- [TEXT SHOWN]:
---------------

In 1950, Wiener published The Human Use of Human Beings, an enormously popular introduction to the new field that argued that modern society operated through a series of information exchanges, just like the antiaircraft predictor. Reporters and social scientists gathered data; intellectuals, business leaders, and politicians processed it; and, ultimately, the systems they controlled took action. When working properly, such a process would naturally tend toward equilibrium—that is, social order. And computers, Wiener argued, could help improve the flow of information by supplying decision-makers with better data faster. “Fascists, Strong Men in Business, and Government . . . prefer an organization in which all orders come from above, and none return,” wrote Wiener. The solution to totalitarianism, he argued, was to recognize the world as a system of leveled, distributed communication that could be modeled and managed by computers. The proper way to achieve the Committee’s vision and democratize society, his argument implied, was to take power away from politicians and put it in the hands of engineers.
Wiener’s writings fired the imaginations of an unlikely group of young Americans, members of the Sixties counterculture who would go on to have an outsized impact on the computer industry. Between 1965 and 1973, as many as 750,000 Americans left their apartments and suburban houses and created new collective communities. A few of these communes were religious, but most were secular gatherings of white, middle- and upper-middle-class young people seeking to leave mainstream America behind. In northern California, refugees from Haight-Ashbury migrated north, to the woods of Mendocino, and east, to the high plains of Colorado and the mountains of New Mexico. Some even set up shop in the hills around Stanford University, overlooking what we now call Silicon Valley.
Elsewhere I’ve called this generation of pilgrims the “New Communalists” to distinguish them from members of the New Left, with whom they often disagreed. Unlike the young dissidents who formed parties and wrote manifestos, the New Communalists hoped to do away with politics entirely. They wanted to organize their communities around a shared mind-set, a unified consciousness. Many agreed with Charles Reich when he wrote in his 1970 bestseller, The Greening of America, that industrial society offered “a robot life, in which man is deprived of his own being, and he becomes instead a mere role, occupation, or function.” According to Reich, the solution was to cultivate a new consciousness of one’s own desires and needs, of the connections between one’s body, one’s mind, and the natural world. Such a consciousness, he explained, could become the foundation of a new kind of society, one that would be nonhierarchical and collaborative.
Watching this migration take shape was Stewart Brand, a former multimedia artist and sometime member of Ken Kesey’s psychedelic wrecking crew, the Merry Pranksters. In 1968, Brand and his wife Lois drove their aging pickup truck to a string of communes to see what the new settlers needed in the way of tools. That fall, the Brands set up shop in Menlo Park, California, not far from where Facebook’s headquarters stand today, and began to publish a document that quickly became required reading across the counterculture: the Whole Earth Catalog. Despite its name, the Catalog did not actually sell anything. Instead, it collected recommendations for tools that might be useful to people headed back to the land. One of those tools was Norbert Wiener’s first book, Cybernetics. Another was an early and massive Hewlett-Packard calculator.

---------------

- [SUPPLIED DATA]:
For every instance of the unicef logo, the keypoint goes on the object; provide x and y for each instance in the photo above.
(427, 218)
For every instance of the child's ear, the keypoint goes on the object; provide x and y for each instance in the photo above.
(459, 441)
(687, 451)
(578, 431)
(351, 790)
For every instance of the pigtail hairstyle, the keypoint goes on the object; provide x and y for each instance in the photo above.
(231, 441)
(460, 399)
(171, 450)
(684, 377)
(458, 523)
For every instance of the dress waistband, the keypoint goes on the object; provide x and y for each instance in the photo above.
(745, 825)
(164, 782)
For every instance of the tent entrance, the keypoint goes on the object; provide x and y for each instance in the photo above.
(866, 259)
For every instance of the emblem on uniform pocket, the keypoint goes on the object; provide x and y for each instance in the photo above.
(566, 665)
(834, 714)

---------------

- [PROBLEMS AND TASKS]:
**a.** Answer these questions using the text on Wiener and the counterculture:
(i) In what year was The Human Use of Human Beings published?
(ii) According to the text, how many Americans created new collective communities between 1965 and 1973?
(iii) In what town did the Brands set up shop in the fall of 1968?
**b.** From the text on Wiener and the counterculture, copy the passage from "Watching this migration" up to and including "massive Hewlett-Packard calculator.".

- [RESULTS OF THE EXERCISE]:
**a.**
(i) 1950
(ii) As many as 750,000
(iii) Menlo Park, California

**b.**
Watching this migration take shape was Stewart Brand, a former multimedia artist and sometime member of Ken Kesey’s psychedelic wrecking crew, the Merry Pranksters. In 1968, Brand and his wife Lois drove their aging pickup truck to a string of communes to see what the new settlers needed in the way of tools. That fall, the Brands set up shop in Menlo Park, California, not far from where Facebook’s headquarters stand today, and began to publish a document that quickly became required reading across the counterculture: the Whole Earth Catalog. Despite its name, the Catalog did not actually sell anything. Instead, it collected recommendations for tools that might be useful to people headed back to the land. One of those tools was Norbert Wiener’s first book, Cybernetics. Another was an early and massive Hewlett-Packard calculator.